Que Jair Bolsonaro não escreve sentado o que diz em pé – e vice-versa – o mundo já sabe, mas um governante que se preza, mesmo que movido pela sandice ideológica, deve manter doses rasas de coerência, em especial nas declarações.
Não é de hoje que o brasileiro interessado por política descobriu que Bolsonaro rejeita com todas as forças a ideologia esquerdista e é adversário figadal de seus representantes, até mesmo dos de baixa patente. Tanto é assim, que o presidente brasileiro já exaltou, em diversas ocasiões, a memória de ditadores facinorosos e torturadores que combateram a esquerda.
Apesar da sua conhecida ojeriza em relação à esquerda, Jair Bolsonaro, em 1999, teceu rasgados elogios ao bolivariano Hugo Chávez, a quem chamou de “esperança para a América Latina”. Na entrevista que à época concedeu ao jornal “O Estado de S. Paulo”, o agora presidente da República afirmou não ser “anticomunista”.
Durante a campanha presidencial, Bolsonaro ameaçou retirar o Brasil do Conselho de Direitos Humanos da Organização das Nações Unidas (ONU), classificado pelo então presidenciável de “local de reunião de comunistas”.
Horas após ser eleito presidente, em 28 de outubro de 2018, Bolsonaro disse, em entrevista, que o Brasil não poderia “ficar flertando com o socialismo, com o comunismo e com o extremismo da esquerda”. Ou seja, o que o então presidente eleito disse 19 anos antes deixou de valer. Esse pensamento contra a esquerda se materializou com a decisão de não renovar com o governo de Havana a parceria para o programa “Mais Médicos”.
O tempo passou e muitas declarações absurdas foram vociferadas por Bolsonaro, que em agosto passado, durante evento no Piauí, disse: “Vamos acabar com o cocô no Brasil: comunistas e corruptos”. No mês seguinte, em setembro, em evento na capital federal, o presidente não poupou palavras para criticar o socialismo. “Socialismo esse que não deu certo em lugar nenhum do mundo, e nós devemos nos afastar deles!”, disse Bolsonaro durante o lançamento da carteira digital de estudante.
Considerando que o presidente brasileiro ataca de forma recorrente o socialismo, imaginar o que ele pensa acerca do comunismo não exige esforço do raciocínio. Mesmo assim, Bolsonaro, ao desembarcar nesta quinta-feira (23) em Pequim, disse aos jornalistas que estava em um país capitalista.
Ignaro confesso em vários assuntos, Jair Bolsonaro tem sérias dificuldades para lidar com temas marcados pela obviedade. Não resta uma dúvida sequer que a China é um país comunista que usa o modelo capitalista para manter a ideologia e o regime intactos.

PROBLEMAS E TAREFAS:
1. Extraia do texto sobre Bolsonaro tudo o que vai desde "Considerando que o" até "um país capitalista.".
2. Que marcações de tempo (ano, mês ou dia) o texto sobre Bolsonaro associa a declarações dele? Liste todas.

(Itens de uma fonte de dados)
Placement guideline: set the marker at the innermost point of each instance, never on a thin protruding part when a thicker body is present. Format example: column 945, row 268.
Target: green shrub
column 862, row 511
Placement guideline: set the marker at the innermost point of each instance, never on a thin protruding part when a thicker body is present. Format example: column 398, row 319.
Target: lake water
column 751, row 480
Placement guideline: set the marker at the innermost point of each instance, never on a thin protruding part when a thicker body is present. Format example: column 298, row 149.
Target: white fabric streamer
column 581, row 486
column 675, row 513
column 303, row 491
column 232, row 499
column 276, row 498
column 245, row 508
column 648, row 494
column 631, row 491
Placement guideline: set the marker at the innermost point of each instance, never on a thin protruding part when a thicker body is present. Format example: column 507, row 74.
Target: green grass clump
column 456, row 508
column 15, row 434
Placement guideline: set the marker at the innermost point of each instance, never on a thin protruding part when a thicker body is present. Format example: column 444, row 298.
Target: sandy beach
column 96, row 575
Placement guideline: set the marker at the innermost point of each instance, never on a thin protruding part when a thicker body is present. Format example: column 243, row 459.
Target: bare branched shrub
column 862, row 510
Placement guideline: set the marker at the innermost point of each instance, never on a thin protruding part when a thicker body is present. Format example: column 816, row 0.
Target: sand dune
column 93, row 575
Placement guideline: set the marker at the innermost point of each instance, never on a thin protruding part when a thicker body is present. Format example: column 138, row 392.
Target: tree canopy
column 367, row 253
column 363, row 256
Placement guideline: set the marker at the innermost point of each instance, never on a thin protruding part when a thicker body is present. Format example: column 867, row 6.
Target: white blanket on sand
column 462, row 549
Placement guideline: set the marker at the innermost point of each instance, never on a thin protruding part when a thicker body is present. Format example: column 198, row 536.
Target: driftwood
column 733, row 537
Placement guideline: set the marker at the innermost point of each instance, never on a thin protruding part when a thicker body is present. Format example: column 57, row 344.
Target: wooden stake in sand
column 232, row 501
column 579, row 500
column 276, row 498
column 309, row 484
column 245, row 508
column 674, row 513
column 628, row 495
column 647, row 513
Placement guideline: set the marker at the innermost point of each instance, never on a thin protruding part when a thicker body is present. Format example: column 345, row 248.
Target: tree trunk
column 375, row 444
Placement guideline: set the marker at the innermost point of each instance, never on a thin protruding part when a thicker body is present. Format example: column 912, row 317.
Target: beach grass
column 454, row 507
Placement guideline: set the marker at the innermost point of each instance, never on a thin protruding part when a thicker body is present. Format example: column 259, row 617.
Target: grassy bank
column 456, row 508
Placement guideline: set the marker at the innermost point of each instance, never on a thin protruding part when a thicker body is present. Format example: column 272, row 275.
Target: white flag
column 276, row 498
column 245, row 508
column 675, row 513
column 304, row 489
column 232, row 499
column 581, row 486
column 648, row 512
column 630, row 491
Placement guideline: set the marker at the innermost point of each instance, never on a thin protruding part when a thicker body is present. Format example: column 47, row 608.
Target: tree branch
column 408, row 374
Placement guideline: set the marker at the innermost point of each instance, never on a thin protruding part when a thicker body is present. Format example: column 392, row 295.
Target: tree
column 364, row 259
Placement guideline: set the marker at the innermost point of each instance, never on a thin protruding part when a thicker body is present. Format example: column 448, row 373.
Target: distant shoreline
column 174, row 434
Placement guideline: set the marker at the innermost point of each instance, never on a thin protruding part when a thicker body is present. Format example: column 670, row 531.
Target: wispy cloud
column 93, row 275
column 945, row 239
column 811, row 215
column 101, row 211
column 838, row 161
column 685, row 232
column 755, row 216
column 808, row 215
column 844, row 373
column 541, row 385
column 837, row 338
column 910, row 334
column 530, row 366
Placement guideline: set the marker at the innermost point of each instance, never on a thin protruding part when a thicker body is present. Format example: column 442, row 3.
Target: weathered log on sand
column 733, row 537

RESPOSTAS POR TAREFA:
1.
Considerando que o presidente brasileiro ataca de forma recorrente o socialismo, imaginar o que ele pensa acerca do comunismo não exige esforço do raciocínio. Mesmo assim, Bolsonaro, ao desembarcar nesta quinta-feira (23) em Pequim, disse aos jornalistas que estava em um país capitalista.

2.
- em 1999
- em 28 de outubro de 2018
- em agosto passado
- em setembro
- nesta quinta-feira (23)